• [WHAT THE TASK REQUIRES]
Would you reproduce exactly the lines below from the one holding "x=44, y=117" through the one holding "x=449, y=237", inclusive, and no others?

*** Opening RECORDS FOR THIS EXERCISE ***

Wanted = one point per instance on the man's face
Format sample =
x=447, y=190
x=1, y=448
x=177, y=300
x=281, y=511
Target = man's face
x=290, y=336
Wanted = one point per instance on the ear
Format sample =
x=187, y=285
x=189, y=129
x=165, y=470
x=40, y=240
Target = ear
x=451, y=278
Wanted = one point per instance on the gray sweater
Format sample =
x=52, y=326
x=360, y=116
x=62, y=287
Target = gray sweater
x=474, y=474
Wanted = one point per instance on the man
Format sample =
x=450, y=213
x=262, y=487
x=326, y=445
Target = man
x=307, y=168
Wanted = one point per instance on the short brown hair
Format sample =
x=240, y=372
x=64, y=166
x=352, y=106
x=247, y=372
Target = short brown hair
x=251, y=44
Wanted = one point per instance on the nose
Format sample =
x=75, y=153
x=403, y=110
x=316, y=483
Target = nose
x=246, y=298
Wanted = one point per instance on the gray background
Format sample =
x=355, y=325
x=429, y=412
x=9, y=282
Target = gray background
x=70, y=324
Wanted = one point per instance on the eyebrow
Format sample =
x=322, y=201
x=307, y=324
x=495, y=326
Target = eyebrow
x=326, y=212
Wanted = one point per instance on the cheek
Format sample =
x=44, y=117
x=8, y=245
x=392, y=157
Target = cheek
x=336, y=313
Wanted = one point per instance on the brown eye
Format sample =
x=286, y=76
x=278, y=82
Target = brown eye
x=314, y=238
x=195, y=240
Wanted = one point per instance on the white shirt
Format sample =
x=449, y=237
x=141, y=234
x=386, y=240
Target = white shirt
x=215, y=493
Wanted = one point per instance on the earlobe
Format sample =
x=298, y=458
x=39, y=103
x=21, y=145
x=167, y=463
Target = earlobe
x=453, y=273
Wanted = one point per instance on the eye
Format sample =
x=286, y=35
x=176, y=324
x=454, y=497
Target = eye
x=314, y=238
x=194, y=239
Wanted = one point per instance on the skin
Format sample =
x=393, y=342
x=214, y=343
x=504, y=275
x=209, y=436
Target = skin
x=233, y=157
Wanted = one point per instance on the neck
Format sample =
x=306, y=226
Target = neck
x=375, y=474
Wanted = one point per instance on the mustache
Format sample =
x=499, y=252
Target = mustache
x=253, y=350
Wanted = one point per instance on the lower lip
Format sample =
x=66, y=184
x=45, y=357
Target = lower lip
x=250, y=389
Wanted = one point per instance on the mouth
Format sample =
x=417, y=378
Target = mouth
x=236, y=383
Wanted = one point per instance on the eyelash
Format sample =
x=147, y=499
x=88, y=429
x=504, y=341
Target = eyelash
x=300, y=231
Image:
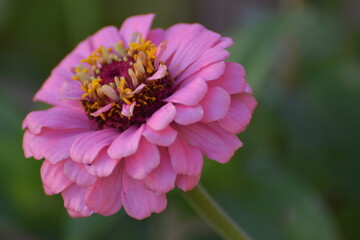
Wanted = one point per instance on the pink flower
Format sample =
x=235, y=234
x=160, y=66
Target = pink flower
x=134, y=111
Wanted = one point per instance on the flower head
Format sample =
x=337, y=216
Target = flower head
x=134, y=111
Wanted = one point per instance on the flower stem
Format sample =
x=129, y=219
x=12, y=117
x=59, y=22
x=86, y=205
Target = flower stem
x=212, y=213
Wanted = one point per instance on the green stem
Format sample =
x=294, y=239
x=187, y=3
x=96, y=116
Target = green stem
x=212, y=213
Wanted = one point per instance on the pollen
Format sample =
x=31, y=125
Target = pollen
x=123, y=86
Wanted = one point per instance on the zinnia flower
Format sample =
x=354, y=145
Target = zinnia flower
x=134, y=111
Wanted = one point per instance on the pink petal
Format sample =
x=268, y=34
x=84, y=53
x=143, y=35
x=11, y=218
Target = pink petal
x=140, y=23
x=103, y=165
x=105, y=196
x=187, y=183
x=86, y=147
x=74, y=214
x=248, y=89
x=126, y=144
x=128, y=110
x=225, y=42
x=189, y=94
x=47, y=190
x=141, y=163
x=163, y=137
x=52, y=144
x=74, y=200
x=185, y=159
x=162, y=117
x=156, y=35
x=26, y=144
x=102, y=110
x=160, y=50
x=233, y=79
x=238, y=116
x=107, y=36
x=209, y=57
x=187, y=115
x=215, y=142
x=77, y=173
x=138, y=201
x=53, y=177
x=208, y=73
x=193, y=43
x=57, y=118
x=215, y=104
x=162, y=178
x=247, y=99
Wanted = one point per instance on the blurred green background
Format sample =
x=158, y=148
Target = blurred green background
x=297, y=176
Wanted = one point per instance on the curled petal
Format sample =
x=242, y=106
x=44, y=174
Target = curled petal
x=103, y=165
x=215, y=104
x=105, y=196
x=141, y=163
x=55, y=118
x=53, y=177
x=189, y=94
x=215, y=143
x=74, y=200
x=185, y=159
x=138, y=201
x=163, y=137
x=162, y=178
x=126, y=144
x=187, y=115
x=239, y=114
x=77, y=173
x=233, y=79
x=162, y=117
x=187, y=183
x=85, y=148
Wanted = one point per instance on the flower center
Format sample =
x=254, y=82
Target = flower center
x=124, y=87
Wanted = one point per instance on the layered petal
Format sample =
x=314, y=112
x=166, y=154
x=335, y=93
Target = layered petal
x=86, y=147
x=187, y=114
x=186, y=182
x=162, y=178
x=189, y=94
x=55, y=118
x=163, y=137
x=215, y=104
x=193, y=42
x=77, y=173
x=141, y=163
x=126, y=144
x=239, y=114
x=162, y=117
x=103, y=165
x=185, y=159
x=52, y=144
x=233, y=79
x=214, y=142
x=105, y=196
x=74, y=200
x=139, y=202
x=52, y=175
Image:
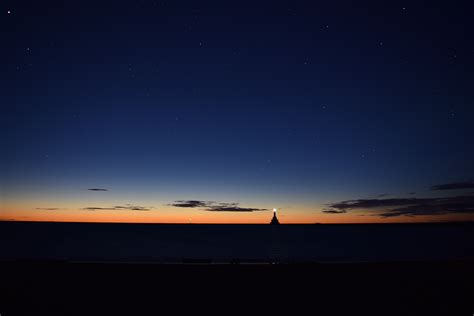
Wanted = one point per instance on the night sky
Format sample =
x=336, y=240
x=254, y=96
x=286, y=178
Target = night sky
x=220, y=111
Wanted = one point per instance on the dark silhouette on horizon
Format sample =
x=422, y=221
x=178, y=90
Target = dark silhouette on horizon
x=274, y=220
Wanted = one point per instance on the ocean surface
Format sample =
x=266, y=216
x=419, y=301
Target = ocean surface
x=195, y=243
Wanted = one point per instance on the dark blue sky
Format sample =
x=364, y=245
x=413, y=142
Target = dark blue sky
x=292, y=104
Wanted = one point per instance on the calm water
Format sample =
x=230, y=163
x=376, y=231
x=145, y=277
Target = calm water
x=246, y=243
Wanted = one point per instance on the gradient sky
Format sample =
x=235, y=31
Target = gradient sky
x=219, y=111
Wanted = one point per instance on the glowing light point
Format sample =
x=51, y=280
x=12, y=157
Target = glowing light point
x=274, y=220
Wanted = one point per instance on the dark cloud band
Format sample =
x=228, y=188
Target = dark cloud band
x=212, y=206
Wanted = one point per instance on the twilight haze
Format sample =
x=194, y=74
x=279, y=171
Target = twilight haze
x=221, y=111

*** Closing RECORDS FOR THIS EXERCISE ***

• [ANSWER SECTION]
x=44, y=117
x=8, y=245
x=392, y=157
Target = cheek
x=336, y=313
Wanted = one point per instance on the brown eye
Format sample =
x=286, y=76
x=278, y=82
Target = brown eye
x=314, y=238
x=195, y=240
Wanted = one point per instance on the white shirt
Format sample =
x=449, y=237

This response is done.